Job ::
Copy the records below word for word, starting at the line that contains "Practice step: pick out every instance of the sidewalk" and ending after the line that contains "[(227, 187), (224, 11), (245, 7)]".

----

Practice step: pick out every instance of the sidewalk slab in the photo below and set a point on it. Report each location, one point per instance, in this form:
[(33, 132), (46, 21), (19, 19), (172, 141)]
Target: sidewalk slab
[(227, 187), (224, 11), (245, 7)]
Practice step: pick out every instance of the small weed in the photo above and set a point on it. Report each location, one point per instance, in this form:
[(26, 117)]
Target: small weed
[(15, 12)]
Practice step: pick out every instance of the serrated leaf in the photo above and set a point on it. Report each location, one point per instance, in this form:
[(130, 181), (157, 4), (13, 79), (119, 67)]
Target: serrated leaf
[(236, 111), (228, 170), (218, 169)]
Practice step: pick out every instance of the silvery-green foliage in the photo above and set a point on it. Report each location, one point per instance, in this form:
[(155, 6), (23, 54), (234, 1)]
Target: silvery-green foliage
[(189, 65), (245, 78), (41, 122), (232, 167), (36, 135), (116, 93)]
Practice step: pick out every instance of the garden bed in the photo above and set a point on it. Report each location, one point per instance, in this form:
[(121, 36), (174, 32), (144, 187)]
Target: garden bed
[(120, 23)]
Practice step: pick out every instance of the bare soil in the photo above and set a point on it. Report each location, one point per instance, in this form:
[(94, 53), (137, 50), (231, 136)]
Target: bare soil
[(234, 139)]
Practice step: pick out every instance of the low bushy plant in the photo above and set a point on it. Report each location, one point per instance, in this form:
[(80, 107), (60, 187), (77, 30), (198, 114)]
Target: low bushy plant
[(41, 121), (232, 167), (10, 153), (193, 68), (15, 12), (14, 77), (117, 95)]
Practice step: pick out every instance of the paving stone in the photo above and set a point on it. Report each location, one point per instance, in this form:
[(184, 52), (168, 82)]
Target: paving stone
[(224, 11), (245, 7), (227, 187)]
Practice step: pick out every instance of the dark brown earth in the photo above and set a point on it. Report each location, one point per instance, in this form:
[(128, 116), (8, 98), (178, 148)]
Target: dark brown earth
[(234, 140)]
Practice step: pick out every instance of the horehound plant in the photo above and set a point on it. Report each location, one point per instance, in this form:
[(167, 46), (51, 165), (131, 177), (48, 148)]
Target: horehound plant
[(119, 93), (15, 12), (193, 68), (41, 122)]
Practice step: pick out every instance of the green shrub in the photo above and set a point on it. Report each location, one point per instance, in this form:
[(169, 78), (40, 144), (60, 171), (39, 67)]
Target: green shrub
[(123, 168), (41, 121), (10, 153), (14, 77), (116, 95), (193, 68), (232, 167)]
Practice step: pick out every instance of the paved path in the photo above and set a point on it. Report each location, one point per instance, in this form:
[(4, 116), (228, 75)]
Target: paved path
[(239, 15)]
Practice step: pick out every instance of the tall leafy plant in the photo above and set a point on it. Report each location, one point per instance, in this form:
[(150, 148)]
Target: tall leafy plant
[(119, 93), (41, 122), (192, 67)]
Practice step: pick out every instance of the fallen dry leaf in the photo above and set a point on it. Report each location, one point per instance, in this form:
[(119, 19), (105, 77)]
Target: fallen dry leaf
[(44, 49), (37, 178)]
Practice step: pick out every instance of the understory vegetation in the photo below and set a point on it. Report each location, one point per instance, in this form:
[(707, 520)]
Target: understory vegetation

----

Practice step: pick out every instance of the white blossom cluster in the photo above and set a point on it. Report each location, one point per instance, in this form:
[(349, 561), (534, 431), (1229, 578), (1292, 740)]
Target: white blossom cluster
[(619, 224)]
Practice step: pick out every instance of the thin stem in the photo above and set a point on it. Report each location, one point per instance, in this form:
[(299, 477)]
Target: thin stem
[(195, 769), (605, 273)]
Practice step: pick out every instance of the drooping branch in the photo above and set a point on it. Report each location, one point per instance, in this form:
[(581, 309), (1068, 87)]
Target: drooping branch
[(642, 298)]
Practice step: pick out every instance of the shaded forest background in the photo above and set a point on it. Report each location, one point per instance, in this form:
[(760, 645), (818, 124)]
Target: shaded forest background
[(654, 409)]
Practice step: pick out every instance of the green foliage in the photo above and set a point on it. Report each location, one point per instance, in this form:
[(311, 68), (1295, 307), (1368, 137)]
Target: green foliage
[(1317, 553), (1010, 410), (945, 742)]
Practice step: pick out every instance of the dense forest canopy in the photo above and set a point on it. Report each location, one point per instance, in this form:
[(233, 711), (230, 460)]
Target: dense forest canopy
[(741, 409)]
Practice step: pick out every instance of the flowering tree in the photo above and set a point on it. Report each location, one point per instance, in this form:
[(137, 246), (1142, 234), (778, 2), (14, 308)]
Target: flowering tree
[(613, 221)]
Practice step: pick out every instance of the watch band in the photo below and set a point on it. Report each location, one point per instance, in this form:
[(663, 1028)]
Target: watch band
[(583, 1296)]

----

Result of this exercise ::
Practice step: pick out every instance of the sidewalk slab in the photo below and set a point on it. Report each location, one point per instance, in this form:
[(33, 132), (46, 21), (19, 19), (172, 141)]
Target: sidewalk slab
[(227, 187), (224, 11), (245, 7)]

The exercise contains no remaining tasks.